• **Information shown**:
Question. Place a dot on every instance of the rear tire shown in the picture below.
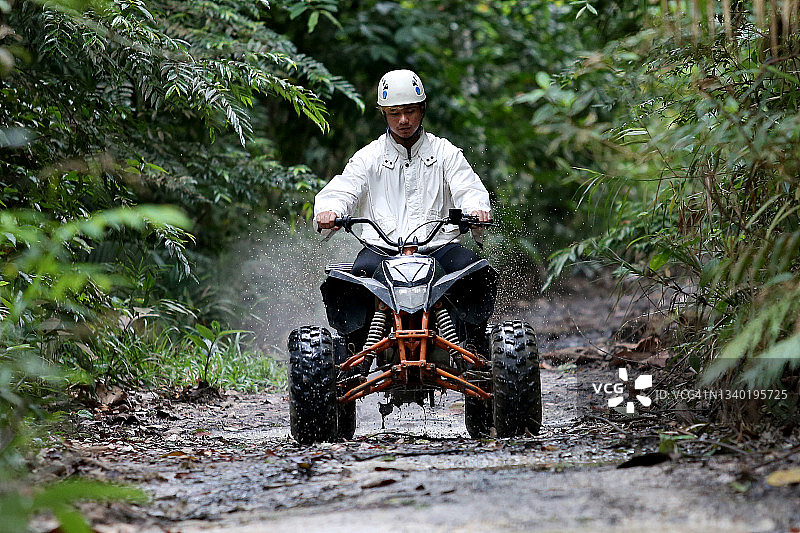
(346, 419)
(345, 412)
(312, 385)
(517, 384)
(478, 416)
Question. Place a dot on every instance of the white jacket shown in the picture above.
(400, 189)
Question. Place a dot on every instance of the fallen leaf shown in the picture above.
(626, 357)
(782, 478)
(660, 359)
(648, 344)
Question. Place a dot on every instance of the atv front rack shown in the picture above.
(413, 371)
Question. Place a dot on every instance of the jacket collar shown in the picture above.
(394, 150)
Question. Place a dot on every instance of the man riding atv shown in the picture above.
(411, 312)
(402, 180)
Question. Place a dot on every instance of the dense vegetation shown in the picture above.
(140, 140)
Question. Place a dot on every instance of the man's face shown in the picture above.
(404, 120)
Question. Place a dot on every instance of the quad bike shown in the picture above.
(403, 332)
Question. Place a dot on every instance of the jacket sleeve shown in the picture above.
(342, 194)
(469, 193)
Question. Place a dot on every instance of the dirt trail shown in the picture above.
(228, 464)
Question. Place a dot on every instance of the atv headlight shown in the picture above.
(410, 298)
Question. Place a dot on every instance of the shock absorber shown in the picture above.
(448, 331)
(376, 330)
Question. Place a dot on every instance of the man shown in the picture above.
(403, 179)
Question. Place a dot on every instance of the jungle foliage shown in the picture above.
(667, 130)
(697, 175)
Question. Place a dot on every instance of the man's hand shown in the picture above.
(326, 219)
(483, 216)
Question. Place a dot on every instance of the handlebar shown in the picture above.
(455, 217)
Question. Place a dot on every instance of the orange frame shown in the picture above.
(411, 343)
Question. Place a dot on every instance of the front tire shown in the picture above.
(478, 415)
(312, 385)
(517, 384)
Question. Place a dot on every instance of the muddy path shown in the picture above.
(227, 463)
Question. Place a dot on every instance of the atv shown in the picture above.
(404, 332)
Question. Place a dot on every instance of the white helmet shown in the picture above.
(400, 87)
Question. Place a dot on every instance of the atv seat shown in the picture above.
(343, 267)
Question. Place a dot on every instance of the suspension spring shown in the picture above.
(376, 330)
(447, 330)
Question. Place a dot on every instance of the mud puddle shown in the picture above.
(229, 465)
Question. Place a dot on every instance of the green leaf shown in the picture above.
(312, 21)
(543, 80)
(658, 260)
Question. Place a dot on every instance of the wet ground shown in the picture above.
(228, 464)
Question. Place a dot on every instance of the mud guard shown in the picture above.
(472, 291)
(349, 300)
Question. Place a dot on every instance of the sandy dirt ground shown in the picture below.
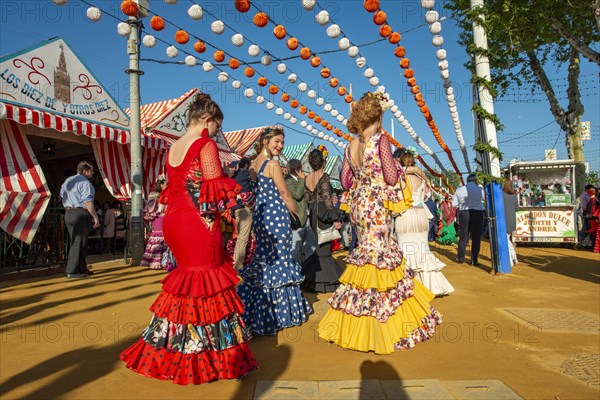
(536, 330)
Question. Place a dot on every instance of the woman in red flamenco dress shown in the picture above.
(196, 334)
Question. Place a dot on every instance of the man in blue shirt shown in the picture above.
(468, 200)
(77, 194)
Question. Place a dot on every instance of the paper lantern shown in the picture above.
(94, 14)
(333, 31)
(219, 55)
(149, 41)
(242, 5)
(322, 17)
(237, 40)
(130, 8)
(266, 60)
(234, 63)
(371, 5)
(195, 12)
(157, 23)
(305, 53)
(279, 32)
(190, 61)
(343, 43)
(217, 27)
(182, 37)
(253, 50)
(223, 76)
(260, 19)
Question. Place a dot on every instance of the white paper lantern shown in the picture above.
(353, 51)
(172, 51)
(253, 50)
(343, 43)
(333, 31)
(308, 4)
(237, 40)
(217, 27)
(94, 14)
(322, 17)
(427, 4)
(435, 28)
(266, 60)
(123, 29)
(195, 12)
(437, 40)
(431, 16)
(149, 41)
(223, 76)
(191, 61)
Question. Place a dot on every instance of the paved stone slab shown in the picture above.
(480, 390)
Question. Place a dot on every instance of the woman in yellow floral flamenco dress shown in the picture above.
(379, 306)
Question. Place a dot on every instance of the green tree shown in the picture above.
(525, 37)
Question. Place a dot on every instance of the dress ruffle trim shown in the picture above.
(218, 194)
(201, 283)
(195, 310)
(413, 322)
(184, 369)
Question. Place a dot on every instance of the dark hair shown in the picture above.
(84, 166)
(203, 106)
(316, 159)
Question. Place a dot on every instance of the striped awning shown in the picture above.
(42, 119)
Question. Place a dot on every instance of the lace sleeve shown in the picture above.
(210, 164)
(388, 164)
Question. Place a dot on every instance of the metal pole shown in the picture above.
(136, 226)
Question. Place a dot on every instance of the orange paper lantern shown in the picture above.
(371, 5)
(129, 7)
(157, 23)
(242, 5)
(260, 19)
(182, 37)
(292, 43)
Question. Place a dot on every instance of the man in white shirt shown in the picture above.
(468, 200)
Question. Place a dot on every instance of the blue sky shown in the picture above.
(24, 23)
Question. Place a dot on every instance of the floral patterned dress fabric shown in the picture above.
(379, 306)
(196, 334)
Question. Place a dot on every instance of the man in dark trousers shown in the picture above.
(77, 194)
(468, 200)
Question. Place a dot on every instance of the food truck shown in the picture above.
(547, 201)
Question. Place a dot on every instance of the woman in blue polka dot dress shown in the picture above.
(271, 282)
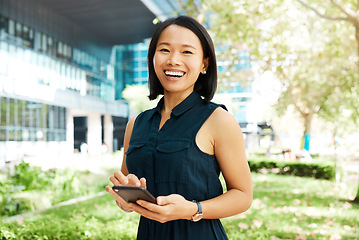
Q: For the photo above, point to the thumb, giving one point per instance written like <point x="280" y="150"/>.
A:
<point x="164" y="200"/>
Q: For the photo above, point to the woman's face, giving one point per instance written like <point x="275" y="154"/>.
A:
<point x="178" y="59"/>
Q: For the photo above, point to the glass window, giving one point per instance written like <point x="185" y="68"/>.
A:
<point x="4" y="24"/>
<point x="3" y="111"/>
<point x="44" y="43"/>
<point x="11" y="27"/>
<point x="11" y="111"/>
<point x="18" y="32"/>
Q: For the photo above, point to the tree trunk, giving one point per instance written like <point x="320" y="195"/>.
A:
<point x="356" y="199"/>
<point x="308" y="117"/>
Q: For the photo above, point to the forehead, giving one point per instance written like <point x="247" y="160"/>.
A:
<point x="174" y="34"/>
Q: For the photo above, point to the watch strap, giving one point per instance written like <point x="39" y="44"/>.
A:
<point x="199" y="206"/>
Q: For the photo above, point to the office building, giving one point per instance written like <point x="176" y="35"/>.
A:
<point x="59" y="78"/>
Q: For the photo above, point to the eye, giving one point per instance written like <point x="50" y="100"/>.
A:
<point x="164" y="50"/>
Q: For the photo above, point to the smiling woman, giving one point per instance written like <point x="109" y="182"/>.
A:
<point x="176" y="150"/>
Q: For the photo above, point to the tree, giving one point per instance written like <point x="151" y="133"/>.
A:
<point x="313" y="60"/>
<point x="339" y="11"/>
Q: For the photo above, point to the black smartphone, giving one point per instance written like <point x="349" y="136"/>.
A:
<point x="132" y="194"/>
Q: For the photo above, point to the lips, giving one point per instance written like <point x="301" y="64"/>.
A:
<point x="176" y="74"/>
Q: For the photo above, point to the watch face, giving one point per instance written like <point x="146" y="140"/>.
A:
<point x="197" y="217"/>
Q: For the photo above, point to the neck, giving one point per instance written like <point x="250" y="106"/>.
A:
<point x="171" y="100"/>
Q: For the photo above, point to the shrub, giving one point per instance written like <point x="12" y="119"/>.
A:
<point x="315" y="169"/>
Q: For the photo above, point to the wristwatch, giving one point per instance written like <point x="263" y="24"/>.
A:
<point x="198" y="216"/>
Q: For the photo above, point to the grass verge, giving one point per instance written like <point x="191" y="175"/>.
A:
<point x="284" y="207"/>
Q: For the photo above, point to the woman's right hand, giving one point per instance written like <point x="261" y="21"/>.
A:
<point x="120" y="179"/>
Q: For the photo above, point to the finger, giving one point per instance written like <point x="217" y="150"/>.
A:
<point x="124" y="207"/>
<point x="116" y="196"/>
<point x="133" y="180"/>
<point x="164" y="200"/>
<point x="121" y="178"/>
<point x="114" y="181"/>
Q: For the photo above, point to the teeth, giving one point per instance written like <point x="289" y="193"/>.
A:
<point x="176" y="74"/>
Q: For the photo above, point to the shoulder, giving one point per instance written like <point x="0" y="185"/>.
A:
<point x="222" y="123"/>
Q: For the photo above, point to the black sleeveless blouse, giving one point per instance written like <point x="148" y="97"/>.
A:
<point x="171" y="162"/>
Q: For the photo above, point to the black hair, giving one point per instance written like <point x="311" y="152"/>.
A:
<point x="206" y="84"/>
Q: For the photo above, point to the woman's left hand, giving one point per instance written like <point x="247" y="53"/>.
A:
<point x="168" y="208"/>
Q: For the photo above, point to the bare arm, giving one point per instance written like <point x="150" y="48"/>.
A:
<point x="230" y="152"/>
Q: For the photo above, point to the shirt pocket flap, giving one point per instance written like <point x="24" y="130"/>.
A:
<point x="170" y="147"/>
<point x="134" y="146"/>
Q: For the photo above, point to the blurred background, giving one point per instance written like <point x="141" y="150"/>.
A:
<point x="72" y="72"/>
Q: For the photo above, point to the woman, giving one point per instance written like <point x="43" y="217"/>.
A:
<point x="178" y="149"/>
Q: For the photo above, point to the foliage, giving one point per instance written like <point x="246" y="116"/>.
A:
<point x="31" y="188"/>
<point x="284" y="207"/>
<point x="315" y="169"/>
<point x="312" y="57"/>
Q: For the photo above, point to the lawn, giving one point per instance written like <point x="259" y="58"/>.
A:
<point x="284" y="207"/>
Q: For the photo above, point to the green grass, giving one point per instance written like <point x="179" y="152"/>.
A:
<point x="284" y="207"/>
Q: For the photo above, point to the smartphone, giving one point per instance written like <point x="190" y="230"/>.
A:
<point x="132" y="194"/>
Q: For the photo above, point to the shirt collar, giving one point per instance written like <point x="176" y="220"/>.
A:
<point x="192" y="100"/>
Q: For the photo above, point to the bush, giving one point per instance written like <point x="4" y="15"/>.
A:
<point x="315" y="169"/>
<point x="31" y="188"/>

---

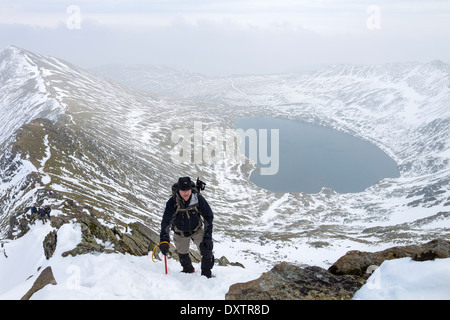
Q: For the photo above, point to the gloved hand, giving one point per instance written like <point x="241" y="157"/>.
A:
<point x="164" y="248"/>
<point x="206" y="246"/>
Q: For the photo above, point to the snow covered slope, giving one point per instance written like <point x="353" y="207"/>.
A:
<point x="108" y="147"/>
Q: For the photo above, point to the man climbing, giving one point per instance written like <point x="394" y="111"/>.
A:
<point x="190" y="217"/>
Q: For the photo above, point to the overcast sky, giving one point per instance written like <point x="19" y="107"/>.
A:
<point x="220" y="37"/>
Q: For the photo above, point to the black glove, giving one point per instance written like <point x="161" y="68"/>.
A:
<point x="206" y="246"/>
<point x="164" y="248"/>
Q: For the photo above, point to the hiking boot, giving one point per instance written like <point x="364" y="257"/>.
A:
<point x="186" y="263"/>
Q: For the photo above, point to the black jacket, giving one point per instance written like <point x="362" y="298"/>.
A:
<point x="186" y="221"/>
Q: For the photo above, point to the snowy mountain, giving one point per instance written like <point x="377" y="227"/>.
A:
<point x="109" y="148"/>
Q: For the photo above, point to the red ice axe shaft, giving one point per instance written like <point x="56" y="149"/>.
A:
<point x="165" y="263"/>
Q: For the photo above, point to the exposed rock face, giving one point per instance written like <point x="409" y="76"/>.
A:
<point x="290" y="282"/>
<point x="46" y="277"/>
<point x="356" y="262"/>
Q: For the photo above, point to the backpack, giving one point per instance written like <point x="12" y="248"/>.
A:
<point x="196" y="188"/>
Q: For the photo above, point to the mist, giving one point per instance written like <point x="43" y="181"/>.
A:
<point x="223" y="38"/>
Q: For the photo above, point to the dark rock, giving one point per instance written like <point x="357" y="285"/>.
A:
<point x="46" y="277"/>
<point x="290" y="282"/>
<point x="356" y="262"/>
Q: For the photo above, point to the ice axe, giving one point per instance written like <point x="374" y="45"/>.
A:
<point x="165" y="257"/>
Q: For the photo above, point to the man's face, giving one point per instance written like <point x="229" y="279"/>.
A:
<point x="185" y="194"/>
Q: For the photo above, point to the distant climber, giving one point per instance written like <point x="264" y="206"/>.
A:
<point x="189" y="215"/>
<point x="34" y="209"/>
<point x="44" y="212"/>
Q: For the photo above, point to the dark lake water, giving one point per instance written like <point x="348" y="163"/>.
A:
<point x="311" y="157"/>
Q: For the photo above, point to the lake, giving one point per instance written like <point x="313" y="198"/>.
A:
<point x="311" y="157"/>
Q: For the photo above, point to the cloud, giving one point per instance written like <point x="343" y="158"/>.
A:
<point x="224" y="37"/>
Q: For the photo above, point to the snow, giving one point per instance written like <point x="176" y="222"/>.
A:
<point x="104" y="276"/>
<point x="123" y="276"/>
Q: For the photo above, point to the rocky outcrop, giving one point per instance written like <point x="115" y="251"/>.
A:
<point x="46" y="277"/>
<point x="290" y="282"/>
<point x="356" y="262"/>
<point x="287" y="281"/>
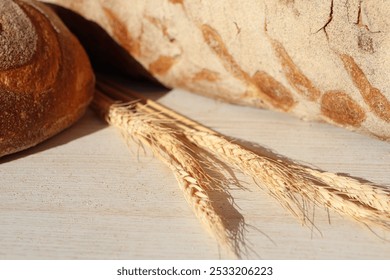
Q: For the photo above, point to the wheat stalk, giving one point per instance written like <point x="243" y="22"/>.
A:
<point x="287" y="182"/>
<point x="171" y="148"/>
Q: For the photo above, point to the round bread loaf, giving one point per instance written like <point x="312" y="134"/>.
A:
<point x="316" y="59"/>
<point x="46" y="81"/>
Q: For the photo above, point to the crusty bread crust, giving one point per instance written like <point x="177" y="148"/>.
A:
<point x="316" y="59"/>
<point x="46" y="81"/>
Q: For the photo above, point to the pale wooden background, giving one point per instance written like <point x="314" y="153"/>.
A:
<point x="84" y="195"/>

---

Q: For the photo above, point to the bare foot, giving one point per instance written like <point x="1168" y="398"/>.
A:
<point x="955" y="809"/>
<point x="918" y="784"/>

• **Required task**:
How many lines in the records above contain the string "front"? Case counts. Reply with the number only.

• **Solution below**:
2